- **Problem to work on**: In the material below, the required lines run from the one containing "Target: drawer handle" through the one containing "Every instance of the red pendant". Copy those lines exactly, ends included, and nothing else.

- **Raw data**:
------------

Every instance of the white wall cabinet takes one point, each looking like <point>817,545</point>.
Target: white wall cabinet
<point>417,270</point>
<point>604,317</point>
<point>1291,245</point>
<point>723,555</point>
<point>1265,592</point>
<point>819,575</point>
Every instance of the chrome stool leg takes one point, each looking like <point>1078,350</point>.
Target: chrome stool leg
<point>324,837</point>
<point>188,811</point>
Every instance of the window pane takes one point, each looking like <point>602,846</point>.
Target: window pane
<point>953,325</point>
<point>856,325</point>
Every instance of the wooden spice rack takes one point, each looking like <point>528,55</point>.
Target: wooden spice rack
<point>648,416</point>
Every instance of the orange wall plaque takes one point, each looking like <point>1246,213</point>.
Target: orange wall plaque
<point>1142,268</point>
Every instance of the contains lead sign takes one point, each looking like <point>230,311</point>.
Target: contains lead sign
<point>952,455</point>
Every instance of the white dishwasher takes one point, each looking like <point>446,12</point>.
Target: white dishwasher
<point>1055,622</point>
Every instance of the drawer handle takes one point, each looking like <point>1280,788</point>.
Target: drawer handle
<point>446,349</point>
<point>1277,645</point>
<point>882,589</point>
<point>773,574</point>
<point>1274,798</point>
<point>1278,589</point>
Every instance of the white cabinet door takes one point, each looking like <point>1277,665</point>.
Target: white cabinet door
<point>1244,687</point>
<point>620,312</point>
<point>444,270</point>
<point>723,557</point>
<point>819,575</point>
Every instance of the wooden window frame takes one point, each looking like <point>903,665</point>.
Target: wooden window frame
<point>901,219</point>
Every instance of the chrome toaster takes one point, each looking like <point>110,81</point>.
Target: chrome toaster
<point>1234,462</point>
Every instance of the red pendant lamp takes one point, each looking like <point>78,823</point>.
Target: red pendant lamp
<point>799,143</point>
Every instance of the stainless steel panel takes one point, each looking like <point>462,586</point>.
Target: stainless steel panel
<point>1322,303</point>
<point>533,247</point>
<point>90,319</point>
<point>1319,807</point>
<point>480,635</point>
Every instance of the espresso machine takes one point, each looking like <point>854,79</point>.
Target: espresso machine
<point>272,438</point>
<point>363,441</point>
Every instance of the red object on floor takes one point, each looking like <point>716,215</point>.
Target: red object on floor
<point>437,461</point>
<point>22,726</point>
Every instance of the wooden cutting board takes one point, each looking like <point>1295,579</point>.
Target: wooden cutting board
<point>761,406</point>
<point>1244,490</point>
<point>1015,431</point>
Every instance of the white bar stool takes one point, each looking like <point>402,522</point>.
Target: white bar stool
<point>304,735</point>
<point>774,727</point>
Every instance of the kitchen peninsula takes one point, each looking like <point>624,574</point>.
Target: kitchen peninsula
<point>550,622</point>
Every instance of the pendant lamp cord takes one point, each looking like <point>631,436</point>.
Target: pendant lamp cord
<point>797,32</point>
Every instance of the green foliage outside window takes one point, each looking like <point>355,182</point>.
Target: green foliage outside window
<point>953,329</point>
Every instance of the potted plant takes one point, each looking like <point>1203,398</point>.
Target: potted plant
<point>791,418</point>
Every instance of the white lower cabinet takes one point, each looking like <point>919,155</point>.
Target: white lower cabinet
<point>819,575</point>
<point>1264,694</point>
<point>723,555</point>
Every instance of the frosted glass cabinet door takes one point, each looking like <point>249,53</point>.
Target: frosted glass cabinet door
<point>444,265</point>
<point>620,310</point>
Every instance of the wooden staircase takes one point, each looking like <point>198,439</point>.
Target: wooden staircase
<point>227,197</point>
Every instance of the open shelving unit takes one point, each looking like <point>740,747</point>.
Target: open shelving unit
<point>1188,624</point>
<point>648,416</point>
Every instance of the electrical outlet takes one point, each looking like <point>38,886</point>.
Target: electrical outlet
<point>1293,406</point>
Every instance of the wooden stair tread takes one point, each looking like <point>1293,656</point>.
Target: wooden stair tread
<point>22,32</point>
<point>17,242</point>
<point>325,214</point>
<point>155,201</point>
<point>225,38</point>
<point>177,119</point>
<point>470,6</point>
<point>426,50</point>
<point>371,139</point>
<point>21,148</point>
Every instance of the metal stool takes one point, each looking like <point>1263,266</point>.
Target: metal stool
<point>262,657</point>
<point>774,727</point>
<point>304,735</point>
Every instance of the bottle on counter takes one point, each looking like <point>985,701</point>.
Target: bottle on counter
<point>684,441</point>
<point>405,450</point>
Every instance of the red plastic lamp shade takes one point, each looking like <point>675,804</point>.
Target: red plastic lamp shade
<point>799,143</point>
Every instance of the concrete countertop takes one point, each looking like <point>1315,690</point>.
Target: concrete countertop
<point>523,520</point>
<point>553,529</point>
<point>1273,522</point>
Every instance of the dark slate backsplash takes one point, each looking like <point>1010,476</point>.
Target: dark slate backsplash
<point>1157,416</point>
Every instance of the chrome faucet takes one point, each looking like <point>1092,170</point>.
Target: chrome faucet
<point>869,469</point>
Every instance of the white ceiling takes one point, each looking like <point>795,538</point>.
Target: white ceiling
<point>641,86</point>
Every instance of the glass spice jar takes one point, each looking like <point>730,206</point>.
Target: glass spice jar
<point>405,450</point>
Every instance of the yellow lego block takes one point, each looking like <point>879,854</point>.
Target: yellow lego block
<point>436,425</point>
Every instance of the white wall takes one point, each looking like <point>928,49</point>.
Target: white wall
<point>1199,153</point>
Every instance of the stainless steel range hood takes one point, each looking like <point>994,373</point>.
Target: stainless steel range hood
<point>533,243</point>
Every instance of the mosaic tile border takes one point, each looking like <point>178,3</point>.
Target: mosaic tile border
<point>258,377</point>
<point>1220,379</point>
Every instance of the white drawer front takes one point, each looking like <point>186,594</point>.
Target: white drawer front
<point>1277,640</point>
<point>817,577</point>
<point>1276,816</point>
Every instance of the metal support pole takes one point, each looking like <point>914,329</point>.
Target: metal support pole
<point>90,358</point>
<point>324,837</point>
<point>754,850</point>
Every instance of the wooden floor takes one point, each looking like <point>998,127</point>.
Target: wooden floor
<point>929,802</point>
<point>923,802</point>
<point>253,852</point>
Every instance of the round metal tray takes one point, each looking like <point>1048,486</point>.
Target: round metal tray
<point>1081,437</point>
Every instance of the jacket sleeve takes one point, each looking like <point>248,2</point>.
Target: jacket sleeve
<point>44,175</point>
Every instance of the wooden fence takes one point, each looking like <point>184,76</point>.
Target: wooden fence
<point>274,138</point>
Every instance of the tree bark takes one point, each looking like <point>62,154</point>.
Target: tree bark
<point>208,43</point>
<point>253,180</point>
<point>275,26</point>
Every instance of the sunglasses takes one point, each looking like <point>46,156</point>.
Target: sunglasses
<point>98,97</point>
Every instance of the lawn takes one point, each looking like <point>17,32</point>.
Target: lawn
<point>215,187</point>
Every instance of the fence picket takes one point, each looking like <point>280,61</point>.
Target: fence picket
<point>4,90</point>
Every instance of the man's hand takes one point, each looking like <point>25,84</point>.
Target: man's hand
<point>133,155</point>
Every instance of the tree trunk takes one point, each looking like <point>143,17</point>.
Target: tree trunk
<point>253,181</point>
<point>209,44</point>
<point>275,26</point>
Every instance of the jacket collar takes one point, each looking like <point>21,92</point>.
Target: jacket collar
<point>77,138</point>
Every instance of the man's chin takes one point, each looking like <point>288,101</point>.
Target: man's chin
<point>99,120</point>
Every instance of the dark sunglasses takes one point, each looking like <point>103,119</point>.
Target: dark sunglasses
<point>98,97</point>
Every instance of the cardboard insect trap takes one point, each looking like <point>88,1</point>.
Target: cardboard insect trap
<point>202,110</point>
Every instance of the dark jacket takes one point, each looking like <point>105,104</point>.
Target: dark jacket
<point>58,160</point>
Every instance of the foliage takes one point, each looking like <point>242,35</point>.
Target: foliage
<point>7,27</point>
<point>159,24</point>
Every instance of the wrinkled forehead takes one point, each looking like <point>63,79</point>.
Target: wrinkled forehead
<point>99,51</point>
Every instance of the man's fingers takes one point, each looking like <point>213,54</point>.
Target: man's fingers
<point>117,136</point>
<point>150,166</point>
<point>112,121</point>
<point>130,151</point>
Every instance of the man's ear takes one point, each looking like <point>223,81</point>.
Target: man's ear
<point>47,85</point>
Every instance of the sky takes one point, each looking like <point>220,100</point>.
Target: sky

------------

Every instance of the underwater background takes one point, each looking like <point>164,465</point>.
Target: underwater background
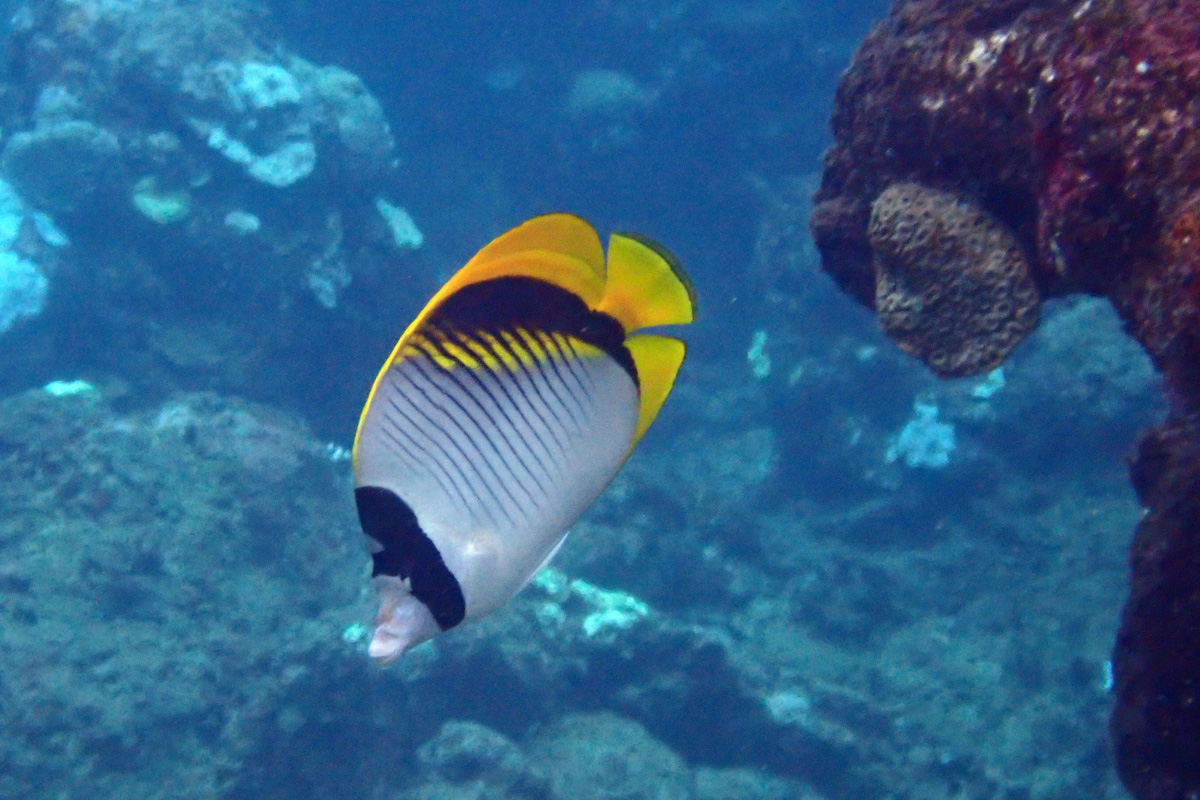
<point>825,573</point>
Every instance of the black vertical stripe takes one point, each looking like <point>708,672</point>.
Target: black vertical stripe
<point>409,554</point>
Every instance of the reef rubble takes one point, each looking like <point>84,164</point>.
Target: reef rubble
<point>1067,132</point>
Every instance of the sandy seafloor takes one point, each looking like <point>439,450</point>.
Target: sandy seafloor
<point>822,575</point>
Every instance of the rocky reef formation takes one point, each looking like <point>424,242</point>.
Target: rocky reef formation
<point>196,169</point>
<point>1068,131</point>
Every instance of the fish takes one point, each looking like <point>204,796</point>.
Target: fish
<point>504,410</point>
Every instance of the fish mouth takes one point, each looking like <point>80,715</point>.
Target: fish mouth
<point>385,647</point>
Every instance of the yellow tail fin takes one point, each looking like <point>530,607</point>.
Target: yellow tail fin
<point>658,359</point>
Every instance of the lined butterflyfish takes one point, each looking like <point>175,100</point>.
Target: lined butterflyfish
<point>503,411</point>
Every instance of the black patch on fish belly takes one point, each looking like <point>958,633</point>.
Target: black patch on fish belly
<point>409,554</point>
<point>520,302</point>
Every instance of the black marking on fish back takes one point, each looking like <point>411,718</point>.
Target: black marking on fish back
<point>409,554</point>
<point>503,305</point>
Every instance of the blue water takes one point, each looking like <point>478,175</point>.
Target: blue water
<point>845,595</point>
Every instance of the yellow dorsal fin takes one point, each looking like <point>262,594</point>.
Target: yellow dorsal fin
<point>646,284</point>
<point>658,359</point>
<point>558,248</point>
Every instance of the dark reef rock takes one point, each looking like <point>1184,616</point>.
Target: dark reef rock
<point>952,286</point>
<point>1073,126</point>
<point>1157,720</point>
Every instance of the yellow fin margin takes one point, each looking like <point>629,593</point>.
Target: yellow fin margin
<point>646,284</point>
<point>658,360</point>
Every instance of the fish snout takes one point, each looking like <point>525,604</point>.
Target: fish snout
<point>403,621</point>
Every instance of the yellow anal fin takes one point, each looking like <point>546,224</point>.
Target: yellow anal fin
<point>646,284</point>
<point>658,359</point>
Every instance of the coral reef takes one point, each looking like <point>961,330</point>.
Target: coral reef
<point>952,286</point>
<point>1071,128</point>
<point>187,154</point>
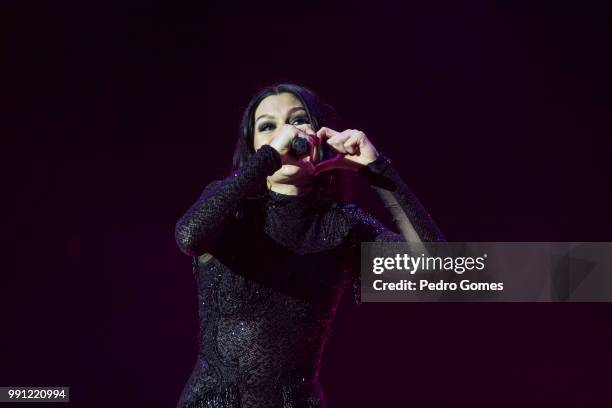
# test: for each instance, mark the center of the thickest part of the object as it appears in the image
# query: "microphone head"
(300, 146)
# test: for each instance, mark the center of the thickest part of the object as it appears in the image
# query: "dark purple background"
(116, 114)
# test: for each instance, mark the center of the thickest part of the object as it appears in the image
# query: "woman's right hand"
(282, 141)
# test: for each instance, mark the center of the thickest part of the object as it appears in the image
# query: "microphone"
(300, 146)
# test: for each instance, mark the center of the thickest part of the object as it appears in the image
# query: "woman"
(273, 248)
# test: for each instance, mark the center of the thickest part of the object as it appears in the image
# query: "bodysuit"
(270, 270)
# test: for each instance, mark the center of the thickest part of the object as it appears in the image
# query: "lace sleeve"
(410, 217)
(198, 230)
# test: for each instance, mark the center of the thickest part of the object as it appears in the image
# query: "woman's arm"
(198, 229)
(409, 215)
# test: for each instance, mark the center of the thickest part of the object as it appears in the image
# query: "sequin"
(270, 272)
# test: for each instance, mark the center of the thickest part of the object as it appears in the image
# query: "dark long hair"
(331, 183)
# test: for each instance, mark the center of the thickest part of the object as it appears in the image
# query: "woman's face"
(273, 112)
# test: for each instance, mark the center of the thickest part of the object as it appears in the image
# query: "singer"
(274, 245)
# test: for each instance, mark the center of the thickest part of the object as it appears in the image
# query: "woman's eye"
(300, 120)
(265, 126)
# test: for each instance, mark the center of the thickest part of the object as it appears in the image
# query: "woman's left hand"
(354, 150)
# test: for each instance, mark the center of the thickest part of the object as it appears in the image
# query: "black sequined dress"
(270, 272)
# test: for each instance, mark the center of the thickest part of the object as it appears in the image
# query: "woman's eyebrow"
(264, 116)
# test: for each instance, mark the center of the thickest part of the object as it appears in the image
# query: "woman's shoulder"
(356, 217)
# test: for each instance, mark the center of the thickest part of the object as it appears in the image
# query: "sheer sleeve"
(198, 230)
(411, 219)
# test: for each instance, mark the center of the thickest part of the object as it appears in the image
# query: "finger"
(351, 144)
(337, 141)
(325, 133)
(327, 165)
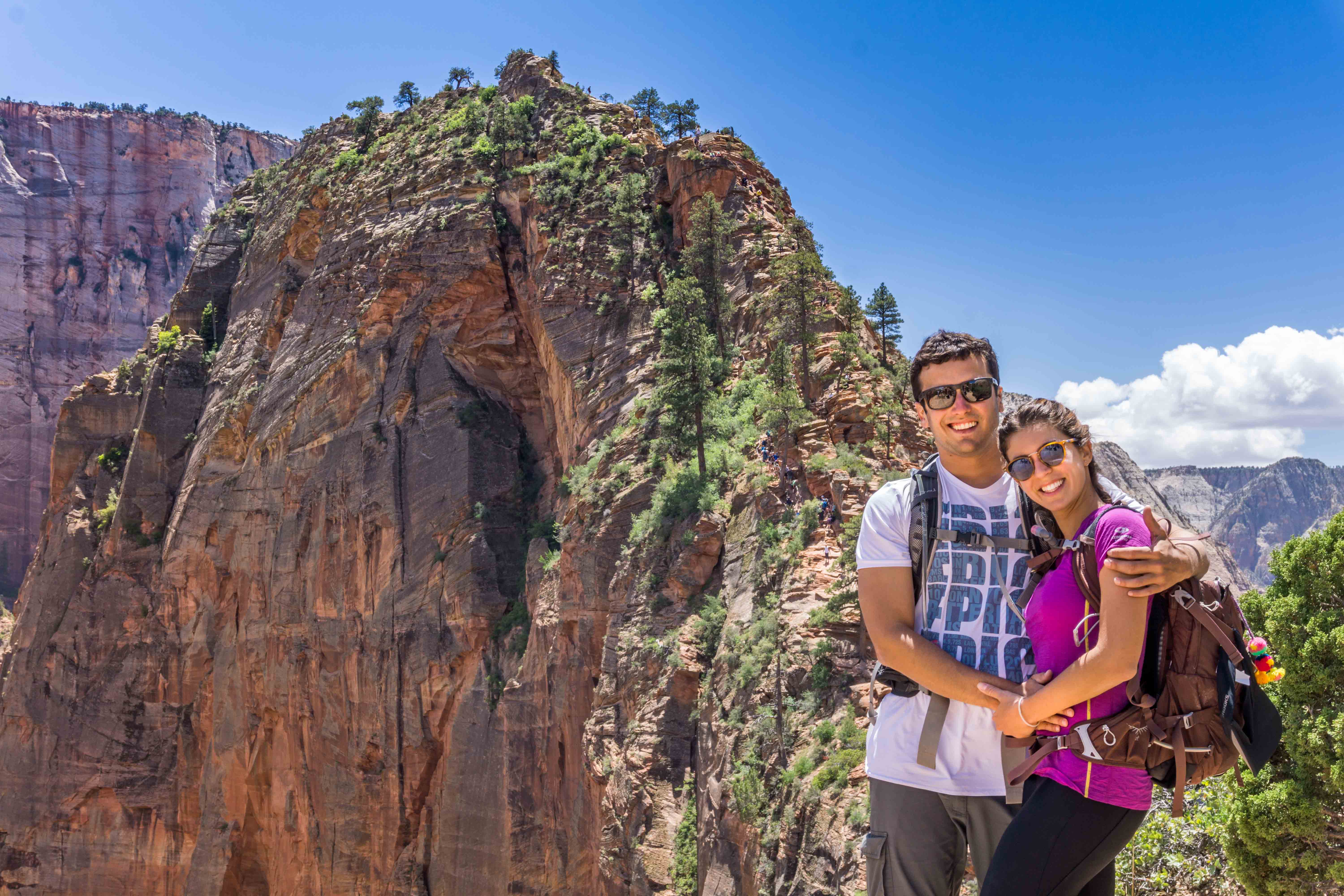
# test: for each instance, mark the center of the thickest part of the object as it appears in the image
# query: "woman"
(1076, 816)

------------

- **Response area**:
Target: drawer handle
<point>446,349</point>
<point>1277,645</point>
<point>882,589</point>
<point>773,574</point>
<point>1274,798</point>
<point>1278,589</point>
Every instance of the white cabinet door takes one point, each looking like <point>1277,665</point>.
Target: white cabinet door
<point>1244,687</point>
<point>620,312</point>
<point>444,270</point>
<point>723,557</point>
<point>819,575</point>
Every instance of the wooden window frame takes one point, each looking like <point>903,665</point>.
Target: wooden window frame
<point>901,219</point>
Every instance of the chrome toaster takes one point, each looking like <point>110,81</point>.
Target: chrome toaster
<point>1234,462</point>
Every instance of the red pendant lamp takes one point, each looking like <point>78,823</point>.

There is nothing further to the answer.